→ **Stated exercise**
Extract every line in the listing below that contains the string "jeans". Case counts, so match only that exact capitalization.

_ _ _

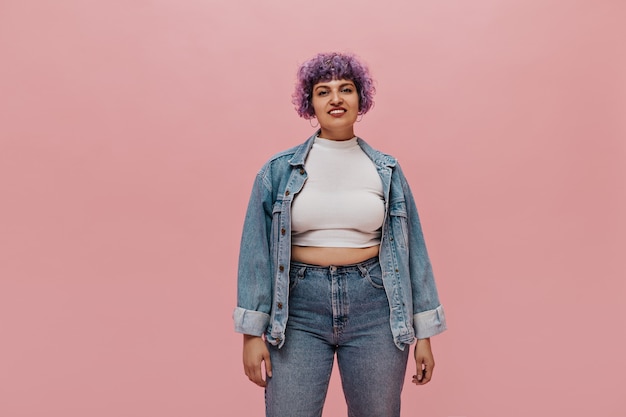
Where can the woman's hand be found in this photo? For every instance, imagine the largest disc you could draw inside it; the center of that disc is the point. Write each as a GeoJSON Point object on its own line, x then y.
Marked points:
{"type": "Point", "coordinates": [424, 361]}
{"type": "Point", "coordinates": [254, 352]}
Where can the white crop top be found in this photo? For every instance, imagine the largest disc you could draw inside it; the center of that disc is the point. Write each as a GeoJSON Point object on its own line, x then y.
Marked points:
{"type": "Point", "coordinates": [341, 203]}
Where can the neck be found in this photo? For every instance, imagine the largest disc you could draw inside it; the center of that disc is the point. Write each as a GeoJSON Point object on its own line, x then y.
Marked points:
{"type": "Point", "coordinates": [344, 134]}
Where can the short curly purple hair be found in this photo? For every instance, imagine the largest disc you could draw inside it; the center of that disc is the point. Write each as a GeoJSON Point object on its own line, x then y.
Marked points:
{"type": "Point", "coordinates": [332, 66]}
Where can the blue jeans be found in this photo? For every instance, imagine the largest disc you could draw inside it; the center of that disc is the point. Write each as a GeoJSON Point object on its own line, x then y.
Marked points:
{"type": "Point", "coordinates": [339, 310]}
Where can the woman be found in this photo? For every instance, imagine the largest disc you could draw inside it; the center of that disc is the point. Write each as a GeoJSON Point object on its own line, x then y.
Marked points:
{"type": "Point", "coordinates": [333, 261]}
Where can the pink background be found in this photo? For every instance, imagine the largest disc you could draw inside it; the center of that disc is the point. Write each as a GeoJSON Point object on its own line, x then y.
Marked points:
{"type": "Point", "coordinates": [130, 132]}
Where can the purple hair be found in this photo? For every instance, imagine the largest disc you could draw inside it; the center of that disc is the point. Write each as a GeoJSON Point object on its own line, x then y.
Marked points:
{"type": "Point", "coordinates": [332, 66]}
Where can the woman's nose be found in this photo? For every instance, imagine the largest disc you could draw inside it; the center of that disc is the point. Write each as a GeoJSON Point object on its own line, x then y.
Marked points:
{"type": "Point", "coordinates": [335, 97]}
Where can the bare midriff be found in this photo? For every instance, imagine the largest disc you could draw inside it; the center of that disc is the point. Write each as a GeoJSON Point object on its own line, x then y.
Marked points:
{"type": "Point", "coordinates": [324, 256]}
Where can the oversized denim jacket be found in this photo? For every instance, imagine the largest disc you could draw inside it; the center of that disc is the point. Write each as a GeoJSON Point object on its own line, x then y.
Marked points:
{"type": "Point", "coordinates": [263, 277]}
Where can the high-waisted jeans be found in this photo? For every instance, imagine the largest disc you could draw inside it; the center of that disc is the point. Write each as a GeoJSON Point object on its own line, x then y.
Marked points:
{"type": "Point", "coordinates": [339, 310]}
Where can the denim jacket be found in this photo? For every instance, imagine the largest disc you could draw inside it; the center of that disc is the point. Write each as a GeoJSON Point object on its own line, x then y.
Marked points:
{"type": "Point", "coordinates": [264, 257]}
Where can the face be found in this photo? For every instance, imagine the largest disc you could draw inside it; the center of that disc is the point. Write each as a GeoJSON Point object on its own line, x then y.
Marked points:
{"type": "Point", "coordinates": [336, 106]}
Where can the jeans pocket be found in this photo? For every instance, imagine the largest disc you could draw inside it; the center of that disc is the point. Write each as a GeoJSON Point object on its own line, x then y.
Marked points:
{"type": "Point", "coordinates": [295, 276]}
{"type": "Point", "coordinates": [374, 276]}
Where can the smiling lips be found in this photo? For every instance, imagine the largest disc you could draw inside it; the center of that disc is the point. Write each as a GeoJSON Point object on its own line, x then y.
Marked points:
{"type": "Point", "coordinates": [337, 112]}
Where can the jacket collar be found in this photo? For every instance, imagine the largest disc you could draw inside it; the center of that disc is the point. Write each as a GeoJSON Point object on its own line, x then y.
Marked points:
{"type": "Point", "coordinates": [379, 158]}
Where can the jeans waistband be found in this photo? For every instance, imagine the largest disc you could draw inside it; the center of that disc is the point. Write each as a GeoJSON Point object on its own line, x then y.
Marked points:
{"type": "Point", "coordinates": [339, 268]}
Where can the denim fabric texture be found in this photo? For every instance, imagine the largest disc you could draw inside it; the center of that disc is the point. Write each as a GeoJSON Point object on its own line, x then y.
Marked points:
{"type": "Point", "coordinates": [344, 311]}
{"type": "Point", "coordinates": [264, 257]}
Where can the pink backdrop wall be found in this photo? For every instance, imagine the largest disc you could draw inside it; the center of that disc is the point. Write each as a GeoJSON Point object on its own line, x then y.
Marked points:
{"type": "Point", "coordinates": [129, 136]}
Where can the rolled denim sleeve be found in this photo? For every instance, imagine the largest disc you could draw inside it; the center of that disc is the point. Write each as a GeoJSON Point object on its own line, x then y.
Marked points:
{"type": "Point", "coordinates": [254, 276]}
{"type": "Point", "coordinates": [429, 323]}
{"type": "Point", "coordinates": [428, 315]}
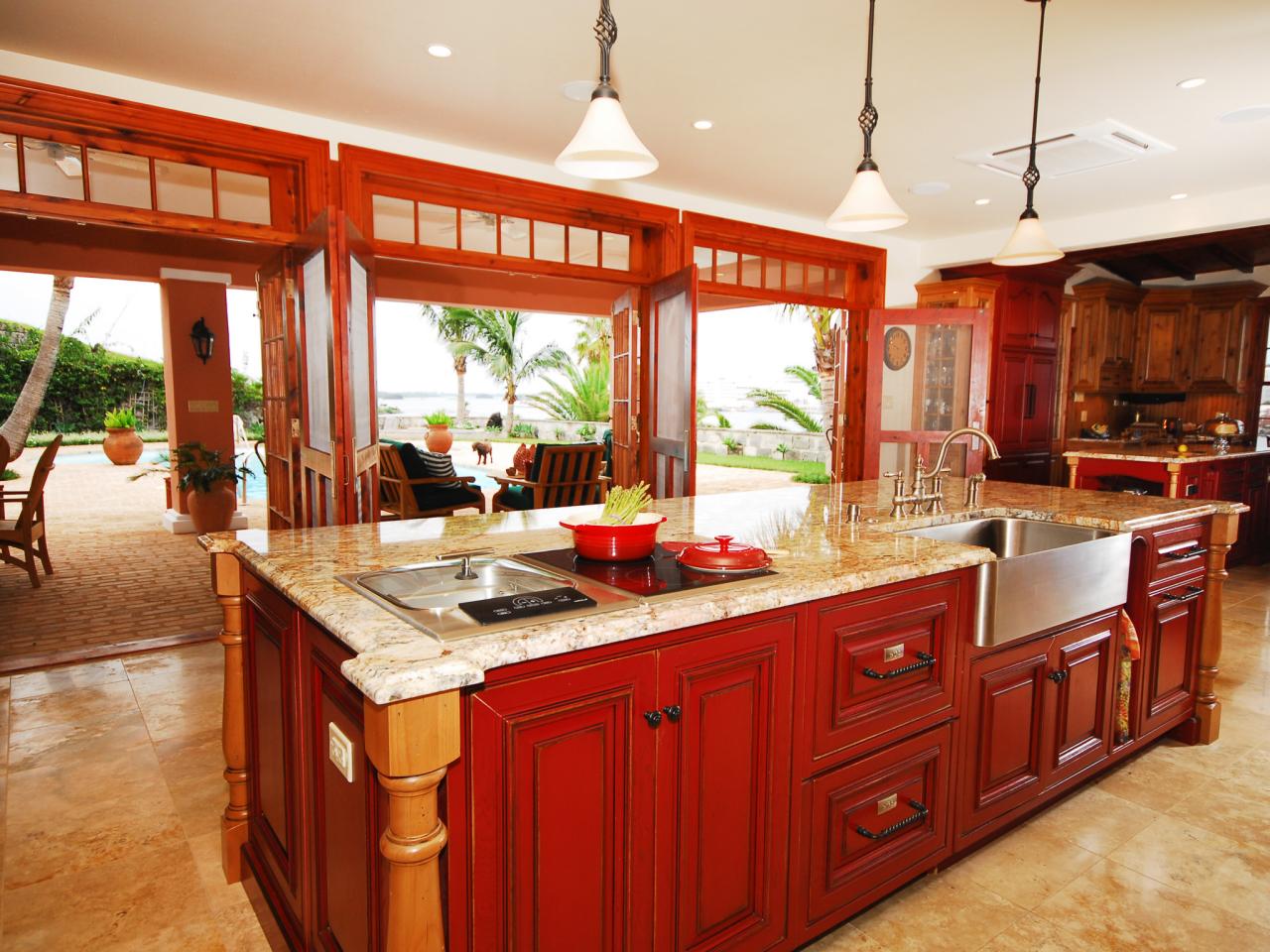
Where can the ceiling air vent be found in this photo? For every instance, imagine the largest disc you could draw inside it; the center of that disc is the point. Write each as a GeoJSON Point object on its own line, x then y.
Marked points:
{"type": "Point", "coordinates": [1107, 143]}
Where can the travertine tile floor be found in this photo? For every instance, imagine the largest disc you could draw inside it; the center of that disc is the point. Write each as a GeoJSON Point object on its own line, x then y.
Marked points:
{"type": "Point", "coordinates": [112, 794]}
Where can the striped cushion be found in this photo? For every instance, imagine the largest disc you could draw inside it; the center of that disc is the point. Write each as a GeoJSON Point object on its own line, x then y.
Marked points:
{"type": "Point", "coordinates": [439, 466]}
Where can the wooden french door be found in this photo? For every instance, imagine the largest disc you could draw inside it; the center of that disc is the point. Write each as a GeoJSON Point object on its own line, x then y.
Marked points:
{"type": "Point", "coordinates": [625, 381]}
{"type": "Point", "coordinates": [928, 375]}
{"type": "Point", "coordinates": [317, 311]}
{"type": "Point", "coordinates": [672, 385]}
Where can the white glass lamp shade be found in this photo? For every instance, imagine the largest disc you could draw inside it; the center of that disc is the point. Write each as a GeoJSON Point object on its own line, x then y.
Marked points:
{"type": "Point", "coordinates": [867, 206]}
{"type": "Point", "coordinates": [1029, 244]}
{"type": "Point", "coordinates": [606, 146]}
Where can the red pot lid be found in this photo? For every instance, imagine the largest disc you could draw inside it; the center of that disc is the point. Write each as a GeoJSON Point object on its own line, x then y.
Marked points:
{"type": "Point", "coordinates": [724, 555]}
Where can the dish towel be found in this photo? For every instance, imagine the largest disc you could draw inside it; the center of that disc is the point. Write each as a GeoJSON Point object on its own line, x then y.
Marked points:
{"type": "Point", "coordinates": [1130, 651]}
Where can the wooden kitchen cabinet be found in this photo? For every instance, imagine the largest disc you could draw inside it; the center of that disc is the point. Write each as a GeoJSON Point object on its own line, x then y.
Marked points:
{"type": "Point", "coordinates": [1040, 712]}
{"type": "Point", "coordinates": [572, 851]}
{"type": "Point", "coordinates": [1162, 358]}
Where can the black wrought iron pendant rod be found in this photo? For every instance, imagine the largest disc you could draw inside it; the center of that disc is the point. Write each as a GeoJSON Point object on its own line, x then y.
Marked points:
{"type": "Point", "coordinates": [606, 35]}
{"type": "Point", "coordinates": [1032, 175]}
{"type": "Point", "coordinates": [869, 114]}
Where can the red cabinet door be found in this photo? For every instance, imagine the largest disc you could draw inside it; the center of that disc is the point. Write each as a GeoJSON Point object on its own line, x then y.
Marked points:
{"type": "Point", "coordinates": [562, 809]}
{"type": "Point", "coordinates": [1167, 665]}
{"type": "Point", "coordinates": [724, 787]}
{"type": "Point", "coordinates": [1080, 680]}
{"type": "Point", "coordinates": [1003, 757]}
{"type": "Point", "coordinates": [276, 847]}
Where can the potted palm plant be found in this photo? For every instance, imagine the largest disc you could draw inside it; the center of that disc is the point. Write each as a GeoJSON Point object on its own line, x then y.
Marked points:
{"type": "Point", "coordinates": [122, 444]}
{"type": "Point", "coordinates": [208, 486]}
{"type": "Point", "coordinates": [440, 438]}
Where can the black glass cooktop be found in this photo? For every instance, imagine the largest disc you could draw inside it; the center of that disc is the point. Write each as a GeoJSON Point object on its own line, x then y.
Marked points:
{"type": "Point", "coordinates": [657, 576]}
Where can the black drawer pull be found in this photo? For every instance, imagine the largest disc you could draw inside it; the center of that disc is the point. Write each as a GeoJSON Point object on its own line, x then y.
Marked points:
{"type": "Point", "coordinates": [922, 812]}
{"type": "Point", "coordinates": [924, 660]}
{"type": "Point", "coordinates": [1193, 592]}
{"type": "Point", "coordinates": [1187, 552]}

_ _ _

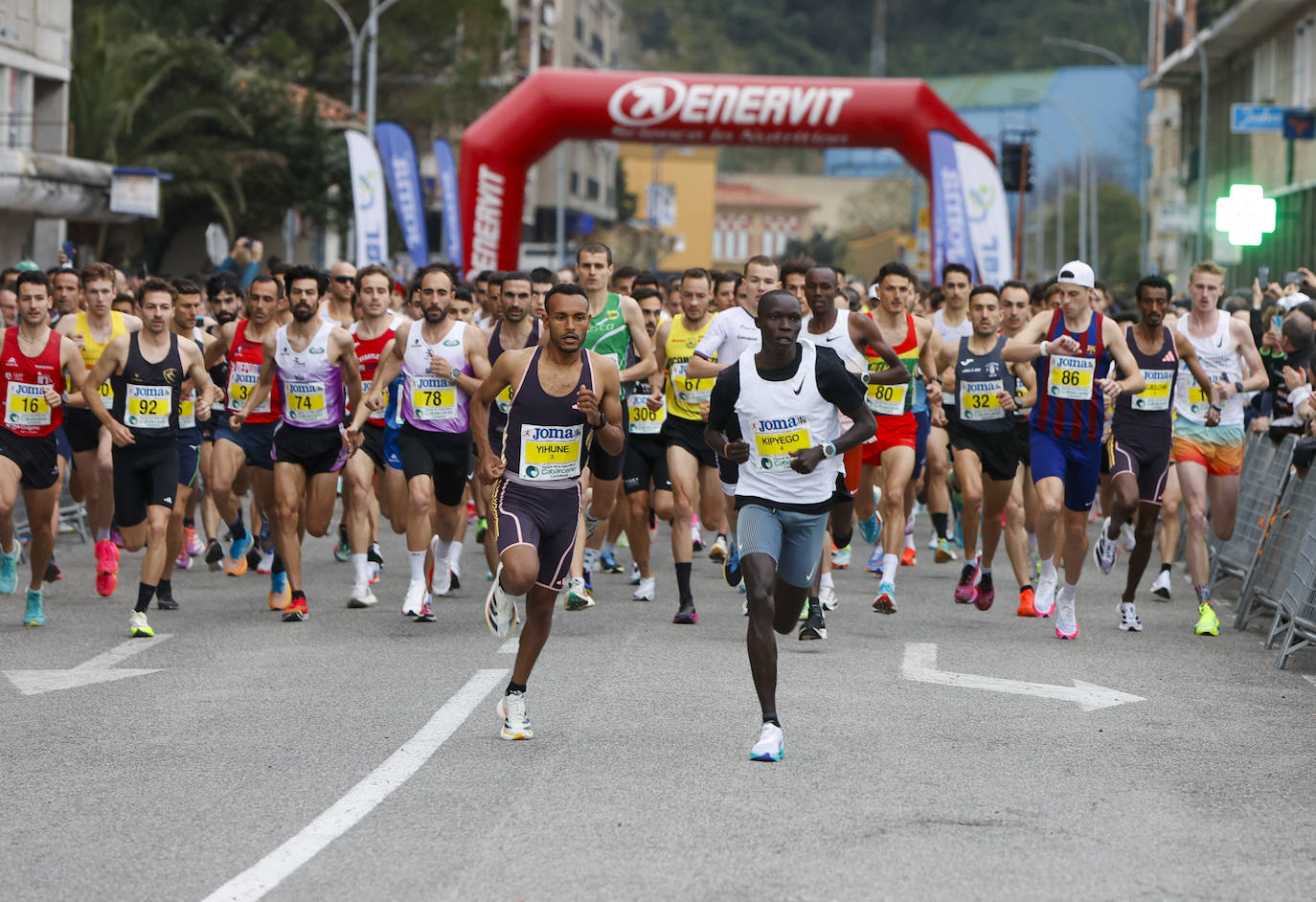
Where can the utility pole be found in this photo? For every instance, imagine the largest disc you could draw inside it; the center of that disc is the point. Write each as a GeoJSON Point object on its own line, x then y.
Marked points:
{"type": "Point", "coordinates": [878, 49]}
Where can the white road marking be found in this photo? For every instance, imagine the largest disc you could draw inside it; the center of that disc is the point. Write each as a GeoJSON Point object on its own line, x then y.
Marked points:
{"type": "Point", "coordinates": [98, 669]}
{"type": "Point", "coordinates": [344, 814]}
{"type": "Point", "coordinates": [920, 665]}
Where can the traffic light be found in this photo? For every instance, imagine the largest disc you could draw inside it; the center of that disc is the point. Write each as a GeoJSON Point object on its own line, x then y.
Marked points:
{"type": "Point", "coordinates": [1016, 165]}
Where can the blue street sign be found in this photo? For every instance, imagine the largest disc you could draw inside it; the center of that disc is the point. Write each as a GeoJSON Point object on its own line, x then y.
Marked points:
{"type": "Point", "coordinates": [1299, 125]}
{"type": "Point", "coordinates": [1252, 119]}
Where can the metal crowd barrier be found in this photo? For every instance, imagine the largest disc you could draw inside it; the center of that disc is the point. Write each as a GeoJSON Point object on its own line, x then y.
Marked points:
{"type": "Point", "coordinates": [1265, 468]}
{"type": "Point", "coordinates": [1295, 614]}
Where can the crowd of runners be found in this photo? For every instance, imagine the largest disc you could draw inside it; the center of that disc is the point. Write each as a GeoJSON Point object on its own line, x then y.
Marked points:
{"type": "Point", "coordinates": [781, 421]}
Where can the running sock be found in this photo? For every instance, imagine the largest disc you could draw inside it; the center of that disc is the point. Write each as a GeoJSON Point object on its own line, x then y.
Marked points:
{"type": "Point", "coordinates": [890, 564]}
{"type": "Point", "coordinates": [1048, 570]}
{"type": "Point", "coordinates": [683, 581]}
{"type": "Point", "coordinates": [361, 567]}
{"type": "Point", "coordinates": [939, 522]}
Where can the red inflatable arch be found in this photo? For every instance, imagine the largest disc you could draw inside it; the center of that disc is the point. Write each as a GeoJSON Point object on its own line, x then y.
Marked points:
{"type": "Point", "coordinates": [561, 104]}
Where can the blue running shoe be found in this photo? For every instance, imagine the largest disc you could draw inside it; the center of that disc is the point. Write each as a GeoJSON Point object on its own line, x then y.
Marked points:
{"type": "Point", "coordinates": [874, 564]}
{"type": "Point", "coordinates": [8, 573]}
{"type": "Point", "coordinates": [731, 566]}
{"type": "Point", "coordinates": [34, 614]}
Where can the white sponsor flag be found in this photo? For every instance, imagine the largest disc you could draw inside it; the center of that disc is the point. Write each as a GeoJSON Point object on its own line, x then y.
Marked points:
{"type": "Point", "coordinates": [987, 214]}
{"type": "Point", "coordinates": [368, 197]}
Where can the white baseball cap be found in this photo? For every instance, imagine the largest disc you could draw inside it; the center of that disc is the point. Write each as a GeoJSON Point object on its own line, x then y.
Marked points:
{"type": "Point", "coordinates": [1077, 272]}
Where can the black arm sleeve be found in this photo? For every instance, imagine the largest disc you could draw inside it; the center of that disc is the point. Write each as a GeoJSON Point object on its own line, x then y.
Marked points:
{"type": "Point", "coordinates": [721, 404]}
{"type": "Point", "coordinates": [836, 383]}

_ _ _

→ **Exercise solution**
Where can the blue jeans be found in this photo? For every instance, imagine the largest disc you could draw inside it; the center of that disc is the point. Write each as a GeoJSON Point object on its own line, x then y.
Where can the high-waisted jeans be found in this photo? For every instance, imagine the largest disc you could draw inside it; the center of that disc is the point. Write each as a GeoJSON Point object on its own line, x then y.
Where can the jeans pocket be found in this photo? For every instance, imagine the largest disc you could draw inside it; the center of that disc is the point. Write each as a GeoJSON Point object on its own line, x then y.
Where can the jeans waistband be found in this photo? For every instance, imagine the largest disc you could draw inside it; the center of that disc is the point. Write each as a GeoJSON Point object on its own line, x then y.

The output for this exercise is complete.